▶ Requirement: Copy the records word for word, starting at the line that contains "the hat brim?" and continuing through the end of the records. Leave the pictures out of your copy.

▶ Records supplied:
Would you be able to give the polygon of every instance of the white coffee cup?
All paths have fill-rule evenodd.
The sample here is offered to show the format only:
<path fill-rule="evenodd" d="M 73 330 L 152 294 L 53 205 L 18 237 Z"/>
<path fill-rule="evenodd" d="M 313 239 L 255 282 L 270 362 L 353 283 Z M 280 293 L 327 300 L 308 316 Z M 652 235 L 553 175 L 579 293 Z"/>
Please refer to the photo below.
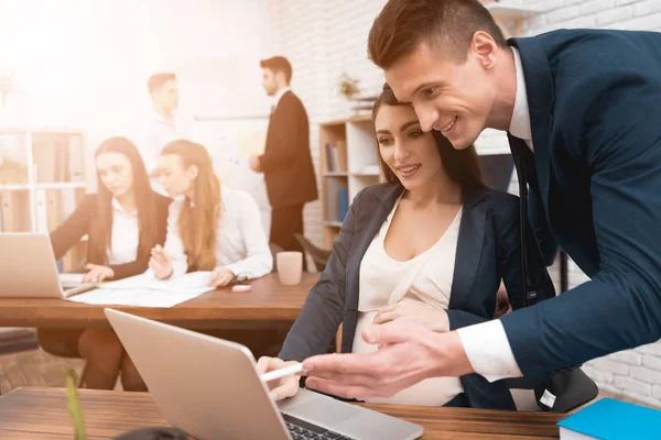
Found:
<path fill-rule="evenodd" d="M 279 252 L 275 254 L 278 265 L 278 277 L 284 286 L 293 286 L 301 283 L 303 275 L 302 252 Z"/>

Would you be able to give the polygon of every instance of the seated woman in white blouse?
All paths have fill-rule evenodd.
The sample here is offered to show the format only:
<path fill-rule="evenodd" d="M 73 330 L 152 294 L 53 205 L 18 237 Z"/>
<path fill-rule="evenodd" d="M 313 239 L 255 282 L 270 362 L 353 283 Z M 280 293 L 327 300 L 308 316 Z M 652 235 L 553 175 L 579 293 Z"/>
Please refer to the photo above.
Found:
<path fill-rule="evenodd" d="M 209 285 L 271 272 L 273 256 L 257 202 L 221 186 L 207 150 L 188 141 L 167 144 L 159 158 L 161 184 L 175 198 L 167 216 L 165 246 L 154 248 L 150 268 L 160 279 L 212 271 Z M 177 196 L 183 196 L 177 197 Z"/>
<path fill-rule="evenodd" d="M 326 352 L 340 322 L 342 351 L 367 353 L 378 350 L 361 337 L 372 322 L 403 319 L 444 332 L 492 319 L 501 279 L 512 307 L 524 305 L 518 198 L 486 188 L 475 148 L 423 132 L 388 86 L 372 119 L 388 183 L 355 197 L 279 358 L 260 359 L 261 372 Z M 529 258 L 539 299 L 553 297 L 541 254 Z M 270 385 L 281 399 L 297 392 L 299 377 Z M 516 409 L 505 383 L 477 374 L 429 378 L 370 402 Z"/>

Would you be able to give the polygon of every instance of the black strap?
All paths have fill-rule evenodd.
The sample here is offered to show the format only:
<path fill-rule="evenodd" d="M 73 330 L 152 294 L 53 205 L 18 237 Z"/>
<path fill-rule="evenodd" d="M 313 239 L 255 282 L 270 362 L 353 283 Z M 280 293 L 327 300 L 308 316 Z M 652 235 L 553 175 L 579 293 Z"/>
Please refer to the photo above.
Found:
<path fill-rule="evenodd" d="M 534 283 L 530 277 L 528 268 L 528 244 L 525 238 L 528 235 L 528 185 L 537 185 L 537 173 L 534 169 L 534 155 L 522 139 L 512 136 L 509 132 L 507 139 L 510 144 L 517 175 L 519 176 L 519 224 L 521 237 L 521 270 L 523 272 L 523 286 L 525 287 L 525 307 L 537 302 L 538 294 L 534 288 Z M 534 176 L 534 177 L 533 177 Z"/>

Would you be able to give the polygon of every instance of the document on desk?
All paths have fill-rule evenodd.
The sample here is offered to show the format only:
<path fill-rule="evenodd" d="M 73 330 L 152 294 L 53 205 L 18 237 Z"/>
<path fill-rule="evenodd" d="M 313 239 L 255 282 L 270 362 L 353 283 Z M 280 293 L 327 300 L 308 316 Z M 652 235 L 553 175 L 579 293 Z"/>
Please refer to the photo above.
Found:
<path fill-rule="evenodd" d="M 149 274 L 136 275 L 66 298 L 69 301 L 133 307 L 173 307 L 214 290 L 209 272 L 193 272 L 174 279 L 159 280 Z"/>

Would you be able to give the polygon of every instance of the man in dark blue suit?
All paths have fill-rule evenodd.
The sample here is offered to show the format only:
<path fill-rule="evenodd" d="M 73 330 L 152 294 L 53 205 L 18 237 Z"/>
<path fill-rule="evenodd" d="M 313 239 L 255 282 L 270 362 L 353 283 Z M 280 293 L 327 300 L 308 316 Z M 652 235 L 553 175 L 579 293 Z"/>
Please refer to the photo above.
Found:
<path fill-rule="evenodd" d="M 308 386 L 364 398 L 472 372 L 540 383 L 661 338 L 660 33 L 506 41 L 477 0 L 390 0 L 369 53 L 423 130 L 455 148 L 508 132 L 548 263 L 560 245 L 592 279 L 455 332 L 372 326 L 364 337 L 381 350 L 313 358 Z"/>

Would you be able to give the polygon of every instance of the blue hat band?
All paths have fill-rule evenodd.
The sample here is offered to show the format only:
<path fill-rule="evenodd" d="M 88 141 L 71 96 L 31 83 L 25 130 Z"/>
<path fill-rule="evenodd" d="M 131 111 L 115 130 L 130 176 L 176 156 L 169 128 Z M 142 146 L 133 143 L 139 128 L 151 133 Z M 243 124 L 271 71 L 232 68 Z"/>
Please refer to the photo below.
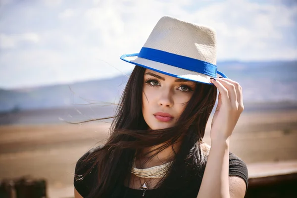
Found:
<path fill-rule="evenodd" d="M 137 56 L 216 78 L 216 66 L 202 60 L 148 48 L 142 48 Z"/>

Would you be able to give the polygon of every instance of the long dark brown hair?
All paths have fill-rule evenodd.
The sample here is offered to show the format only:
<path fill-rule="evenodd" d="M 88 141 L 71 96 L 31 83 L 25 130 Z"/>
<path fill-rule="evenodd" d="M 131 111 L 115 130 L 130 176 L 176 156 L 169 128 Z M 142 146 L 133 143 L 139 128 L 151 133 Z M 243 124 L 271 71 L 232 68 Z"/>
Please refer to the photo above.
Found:
<path fill-rule="evenodd" d="M 135 66 L 121 96 L 106 143 L 90 153 L 78 167 L 78 169 L 90 167 L 84 174 L 75 175 L 75 179 L 78 181 L 96 171 L 94 184 L 87 198 L 118 197 L 125 181 L 130 181 L 130 170 L 134 157 L 138 153 L 137 150 L 161 145 L 151 151 L 154 152 L 152 157 L 172 147 L 181 137 L 180 146 L 175 153 L 173 163 L 158 188 L 164 190 L 178 189 L 183 184 L 177 182 L 176 178 L 190 174 L 189 170 L 205 167 L 207 153 L 201 147 L 202 139 L 215 102 L 216 88 L 197 83 L 192 97 L 185 104 L 185 110 L 174 127 L 148 130 L 142 113 L 145 70 Z"/>

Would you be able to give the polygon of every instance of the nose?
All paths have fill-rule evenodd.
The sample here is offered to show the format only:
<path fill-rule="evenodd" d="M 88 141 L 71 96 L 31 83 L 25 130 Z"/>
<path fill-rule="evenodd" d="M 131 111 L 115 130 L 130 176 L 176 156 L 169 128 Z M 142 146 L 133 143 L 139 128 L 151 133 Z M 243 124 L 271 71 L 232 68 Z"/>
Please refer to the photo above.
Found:
<path fill-rule="evenodd" d="M 171 107 L 173 105 L 173 99 L 170 90 L 162 90 L 159 98 L 159 104 L 161 106 Z"/>

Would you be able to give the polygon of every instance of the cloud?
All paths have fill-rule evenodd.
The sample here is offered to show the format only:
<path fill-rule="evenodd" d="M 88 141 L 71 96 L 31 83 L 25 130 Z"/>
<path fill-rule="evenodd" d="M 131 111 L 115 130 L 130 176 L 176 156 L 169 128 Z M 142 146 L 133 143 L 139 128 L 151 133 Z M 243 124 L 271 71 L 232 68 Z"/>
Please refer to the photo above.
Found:
<path fill-rule="evenodd" d="M 60 19 L 67 19 L 71 18 L 75 14 L 75 12 L 73 9 L 66 9 L 59 14 L 59 18 Z"/>
<path fill-rule="evenodd" d="M 213 27 L 218 60 L 297 59 L 297 4 L 289 0 L 8 1 L 0 18 L 0 87 L 126 72 L 133 66 L 120 56 L 139 51 L 165 15 Z"/>
<path fill-rule="evenodd" d="M 33 33 L 11 35 L 0 34 L 0 49 L 15 48 L 22 42 L 37 43 L 40 41 L 39 35 Z"/>

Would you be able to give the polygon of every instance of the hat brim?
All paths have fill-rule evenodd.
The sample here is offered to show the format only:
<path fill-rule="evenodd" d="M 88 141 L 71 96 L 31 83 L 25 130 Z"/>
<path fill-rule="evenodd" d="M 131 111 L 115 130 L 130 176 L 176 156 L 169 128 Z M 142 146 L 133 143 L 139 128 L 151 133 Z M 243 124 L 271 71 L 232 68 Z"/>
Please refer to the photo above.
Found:
<path fill-rule="evenodd" d="M 138 57 L 138 53 L 124 54 L 122 55 L 120 58 L 130 63 L 174 77 L 209 85 L 213 84 L 210 82 L 211 76 L 147 59 L 140 58 Z M 218 71 L 217 72 L 217 77 L 228 78 L 227 76 Z"/>

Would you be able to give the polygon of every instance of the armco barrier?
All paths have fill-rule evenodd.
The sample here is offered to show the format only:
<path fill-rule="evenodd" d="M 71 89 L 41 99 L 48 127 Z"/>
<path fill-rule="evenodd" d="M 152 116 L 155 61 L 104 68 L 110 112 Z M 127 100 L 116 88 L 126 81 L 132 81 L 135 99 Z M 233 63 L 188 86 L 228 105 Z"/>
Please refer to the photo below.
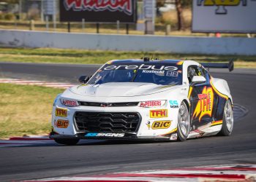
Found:
<path fill-rule="evenodd" d="M 256 55 L 255 38 L 113 35 L 0 30 L 0 44 L 26 47 Z"/>

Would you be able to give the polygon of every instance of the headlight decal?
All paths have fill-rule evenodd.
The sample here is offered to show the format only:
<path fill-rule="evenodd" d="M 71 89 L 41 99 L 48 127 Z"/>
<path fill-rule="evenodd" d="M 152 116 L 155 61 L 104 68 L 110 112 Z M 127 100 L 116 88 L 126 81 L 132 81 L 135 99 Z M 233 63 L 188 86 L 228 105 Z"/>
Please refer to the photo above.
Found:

▶ Solution:
Would you be able to give the polygon of every instance of the hat brim?
All paths have fill-rule evenodd.
The sample here is offered to show the format only:
<path fill-rule="evenodd" d="M 88 141 L 71 96 L 31 83 L 25 130 Z"/>
<path fill-rule="evenodd" d="M 131 111 L 115 130 L 130 176 L 176 156 L 169 128 Z M 142 146 L 133 143 L 139 128 L 151 133 Z M 243 124 L 271 71 L 232 68 Z"/>
Please refer to the photo above.
Found:
<path fill-rule="evenodd" d="M 138 57 L 138 53 L 124 54 L 122 55 L 120 58 L 130 63 L 174 77 L 209 85 L 213 84 L 210 82 L 211 76 L 147 59 L 140 58 Z M 218 71 L 217 72 L 217 77 L 228 78 L 227 76 Z"/>

Would you be able to give the polygon of every instance of the armco barrier?
All paths have fill-rule evenodd.
The sample here is offered to show the format only:
<path fill-rule="evenodd" d="M 71 89 L 41 99 L 48 127 Z"/>
<path fill-rule="evenodd" d="M 152 116 L 155 61 L 104 68 L 110 112 Z M 127 100 L 116 88 L 126 81 L 132 81 L 135 99 Z M 233 63 L 188 86 L 228 105 Z"/>
Please refer to the photo below.
Found:
<path fill-rule="evenodd" d="M 256 55 L 255 38 L 113 35 L 0 30 L 0 44 L 26 47 Z"/>

Would you be able to give the polygon of every instance of the headlight decal?
All paths have fill-rule evenodd.
The sample here is offered to show the format only:
<path fill-rule="evenodd" d="M 71 89 L 41 99 L 48 127 Z"/>
<path fill-rule="evenodd" d="M 152 116 L 155 61 L 104 68 L 110 112 Z M 127 100 L 116 88 L 126 81 L 132 81 L 135 99 Z M 233 63 L 188 86 L 228 105 Z"/>
Please refer to the photo above.
Found:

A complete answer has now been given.